→ Task prompt: Output the items verbatim, starting at the line that contains "Does the image above contain any bronze" and continuing through the end of the items, with both ends included.

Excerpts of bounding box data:
##########

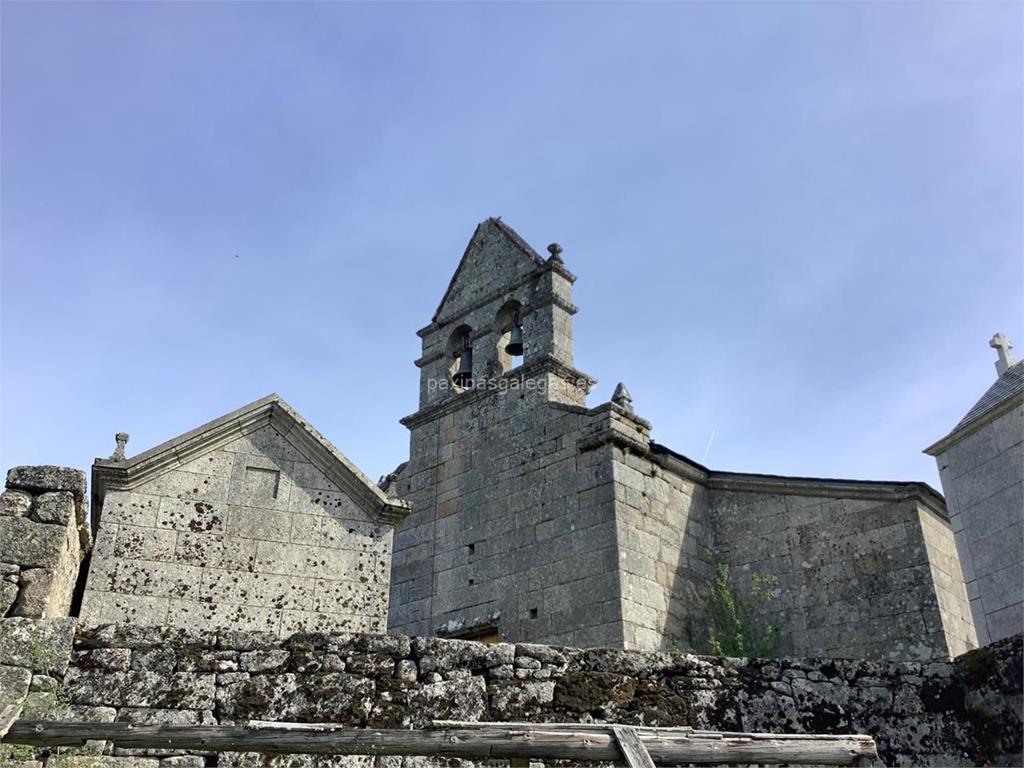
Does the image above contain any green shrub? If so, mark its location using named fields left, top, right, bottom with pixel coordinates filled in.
left=685, top=562, right=779, bottom=658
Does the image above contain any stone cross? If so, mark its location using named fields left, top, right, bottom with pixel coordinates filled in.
left=111, top=432, right=128, bottom=462
left=988, top=333, right=1017, bottom=376
left=611, top=382, right=633, bottom=413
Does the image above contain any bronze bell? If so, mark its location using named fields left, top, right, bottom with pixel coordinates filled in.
left=505, top=311, right=522, bottom=357
left=452, top=336, right=473, bottom=389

##########

→ Reply to the exercise:
Does the image above contain any bronze bell? If so, mark its location using named fields left, top, right, bottom with pixel coordinates filled in.
left=505, top=311, right=522, bottom=357
left=452, top=336, right=473, bottom=389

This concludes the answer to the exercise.